WHAT THIS TASK INVOLVES ::
Please reproduce the stretch of the listing below from its start through the line containing "[[71, 145, 84, 158]]", multiplying each box coordinate in the responses by 1.05 and rounding to whole numbers, halves up. Copy the request lines unchanged, including their sample format.

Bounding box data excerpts
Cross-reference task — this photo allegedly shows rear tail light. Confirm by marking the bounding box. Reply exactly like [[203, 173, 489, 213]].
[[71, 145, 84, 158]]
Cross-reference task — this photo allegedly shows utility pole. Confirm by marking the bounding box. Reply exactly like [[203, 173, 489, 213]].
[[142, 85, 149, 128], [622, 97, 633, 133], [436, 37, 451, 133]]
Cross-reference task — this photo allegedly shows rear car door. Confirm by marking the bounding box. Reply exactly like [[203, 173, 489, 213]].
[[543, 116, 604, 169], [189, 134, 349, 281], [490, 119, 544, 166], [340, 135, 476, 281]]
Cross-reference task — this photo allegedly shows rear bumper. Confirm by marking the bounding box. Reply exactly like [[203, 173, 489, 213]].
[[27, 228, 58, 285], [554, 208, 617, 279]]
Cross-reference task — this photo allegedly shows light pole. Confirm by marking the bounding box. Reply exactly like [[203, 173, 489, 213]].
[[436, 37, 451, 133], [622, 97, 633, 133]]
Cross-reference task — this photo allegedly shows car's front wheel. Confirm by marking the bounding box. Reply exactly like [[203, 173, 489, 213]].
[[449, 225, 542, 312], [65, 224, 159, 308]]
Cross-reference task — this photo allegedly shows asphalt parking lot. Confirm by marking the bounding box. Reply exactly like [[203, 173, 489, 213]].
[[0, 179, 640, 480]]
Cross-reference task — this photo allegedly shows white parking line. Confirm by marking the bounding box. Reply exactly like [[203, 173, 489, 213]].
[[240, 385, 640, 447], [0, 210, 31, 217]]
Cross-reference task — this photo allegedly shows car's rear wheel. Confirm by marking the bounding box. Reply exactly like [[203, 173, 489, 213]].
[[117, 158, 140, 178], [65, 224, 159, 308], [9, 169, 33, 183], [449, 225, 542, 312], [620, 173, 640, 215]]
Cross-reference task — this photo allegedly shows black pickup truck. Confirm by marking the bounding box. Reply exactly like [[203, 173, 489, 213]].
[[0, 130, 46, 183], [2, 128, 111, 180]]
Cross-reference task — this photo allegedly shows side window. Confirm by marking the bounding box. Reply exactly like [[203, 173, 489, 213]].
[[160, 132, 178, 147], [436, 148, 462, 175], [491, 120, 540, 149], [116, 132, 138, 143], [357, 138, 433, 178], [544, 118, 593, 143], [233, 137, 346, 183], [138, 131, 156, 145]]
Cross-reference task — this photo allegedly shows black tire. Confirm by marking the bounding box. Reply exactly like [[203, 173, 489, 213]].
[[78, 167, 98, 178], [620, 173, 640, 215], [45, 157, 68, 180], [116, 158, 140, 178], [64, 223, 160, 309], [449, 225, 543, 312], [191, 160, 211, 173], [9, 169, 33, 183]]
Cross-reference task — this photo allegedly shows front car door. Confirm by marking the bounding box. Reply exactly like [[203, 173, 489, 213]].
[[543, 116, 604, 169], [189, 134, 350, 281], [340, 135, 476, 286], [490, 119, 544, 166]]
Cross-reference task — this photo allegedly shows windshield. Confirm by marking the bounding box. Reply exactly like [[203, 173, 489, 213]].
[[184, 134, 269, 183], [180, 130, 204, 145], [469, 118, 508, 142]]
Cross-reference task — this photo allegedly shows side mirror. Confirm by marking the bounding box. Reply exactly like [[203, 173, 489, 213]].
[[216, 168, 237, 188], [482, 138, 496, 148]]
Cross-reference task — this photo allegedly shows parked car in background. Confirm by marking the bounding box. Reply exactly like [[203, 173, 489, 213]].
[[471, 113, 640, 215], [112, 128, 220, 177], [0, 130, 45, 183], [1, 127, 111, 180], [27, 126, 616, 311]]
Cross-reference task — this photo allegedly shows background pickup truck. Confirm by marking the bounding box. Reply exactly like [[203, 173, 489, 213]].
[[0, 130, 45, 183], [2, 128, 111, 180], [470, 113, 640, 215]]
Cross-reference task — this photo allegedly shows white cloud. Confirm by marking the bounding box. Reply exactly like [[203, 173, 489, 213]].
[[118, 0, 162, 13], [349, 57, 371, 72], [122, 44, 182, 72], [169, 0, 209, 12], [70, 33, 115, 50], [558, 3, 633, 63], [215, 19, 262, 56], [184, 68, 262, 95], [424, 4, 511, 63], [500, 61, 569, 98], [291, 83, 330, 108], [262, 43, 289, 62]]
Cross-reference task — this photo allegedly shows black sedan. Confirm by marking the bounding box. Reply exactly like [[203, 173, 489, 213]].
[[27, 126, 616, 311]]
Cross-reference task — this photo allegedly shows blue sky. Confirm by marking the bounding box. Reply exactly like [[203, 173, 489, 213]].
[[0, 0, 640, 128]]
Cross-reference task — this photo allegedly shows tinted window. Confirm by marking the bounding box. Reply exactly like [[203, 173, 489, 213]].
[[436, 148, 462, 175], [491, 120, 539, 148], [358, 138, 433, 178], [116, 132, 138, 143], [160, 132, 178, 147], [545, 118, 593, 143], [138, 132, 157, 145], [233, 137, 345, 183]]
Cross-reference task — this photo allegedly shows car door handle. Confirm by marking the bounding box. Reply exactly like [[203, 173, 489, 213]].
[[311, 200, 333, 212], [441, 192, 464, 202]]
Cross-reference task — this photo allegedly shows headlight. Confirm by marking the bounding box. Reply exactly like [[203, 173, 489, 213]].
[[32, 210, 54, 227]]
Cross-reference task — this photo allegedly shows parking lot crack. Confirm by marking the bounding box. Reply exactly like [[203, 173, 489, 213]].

FINAL RESULT ::
Cross-reference task — this photo allegedly shows rear tail light. Confirm by marking the bounding box. Reply exactly like [[203, 173, 489, 213]].
[[75, 152, 88, 166]]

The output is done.